GOAL
Count the lines in the listing below that contain the string "What", treating uppercase and lowercase letters as different. Reply with the number only.
── AVAILABLE RECORDS ──
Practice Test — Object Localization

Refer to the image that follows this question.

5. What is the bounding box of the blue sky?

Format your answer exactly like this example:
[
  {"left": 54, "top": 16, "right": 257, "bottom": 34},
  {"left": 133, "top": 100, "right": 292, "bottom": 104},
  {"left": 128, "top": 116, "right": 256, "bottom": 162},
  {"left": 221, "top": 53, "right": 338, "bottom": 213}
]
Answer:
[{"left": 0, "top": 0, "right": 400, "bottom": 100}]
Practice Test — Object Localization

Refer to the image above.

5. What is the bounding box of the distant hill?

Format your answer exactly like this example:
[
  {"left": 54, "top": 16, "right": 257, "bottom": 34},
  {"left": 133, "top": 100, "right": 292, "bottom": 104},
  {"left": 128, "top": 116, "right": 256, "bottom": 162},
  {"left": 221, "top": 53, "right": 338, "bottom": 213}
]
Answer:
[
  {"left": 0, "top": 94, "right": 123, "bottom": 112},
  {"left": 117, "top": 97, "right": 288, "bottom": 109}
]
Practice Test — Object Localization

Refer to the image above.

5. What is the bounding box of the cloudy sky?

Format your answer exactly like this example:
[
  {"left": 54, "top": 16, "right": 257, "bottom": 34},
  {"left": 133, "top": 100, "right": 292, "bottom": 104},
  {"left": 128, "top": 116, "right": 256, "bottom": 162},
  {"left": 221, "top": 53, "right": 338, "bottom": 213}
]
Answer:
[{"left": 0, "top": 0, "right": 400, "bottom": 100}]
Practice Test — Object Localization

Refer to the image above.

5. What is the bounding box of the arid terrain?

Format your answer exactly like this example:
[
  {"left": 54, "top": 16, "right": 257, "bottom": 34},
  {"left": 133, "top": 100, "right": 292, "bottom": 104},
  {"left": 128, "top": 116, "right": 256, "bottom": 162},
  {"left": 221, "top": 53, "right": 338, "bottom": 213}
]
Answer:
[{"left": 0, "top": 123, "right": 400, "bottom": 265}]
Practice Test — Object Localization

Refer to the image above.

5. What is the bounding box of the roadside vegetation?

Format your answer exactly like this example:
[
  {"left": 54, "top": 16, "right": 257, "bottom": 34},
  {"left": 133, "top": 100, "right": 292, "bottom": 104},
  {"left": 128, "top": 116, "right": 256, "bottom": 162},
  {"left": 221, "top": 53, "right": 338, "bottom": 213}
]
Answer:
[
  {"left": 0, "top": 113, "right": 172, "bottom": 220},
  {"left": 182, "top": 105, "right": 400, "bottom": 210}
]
───
EXPECTED ANSWER
5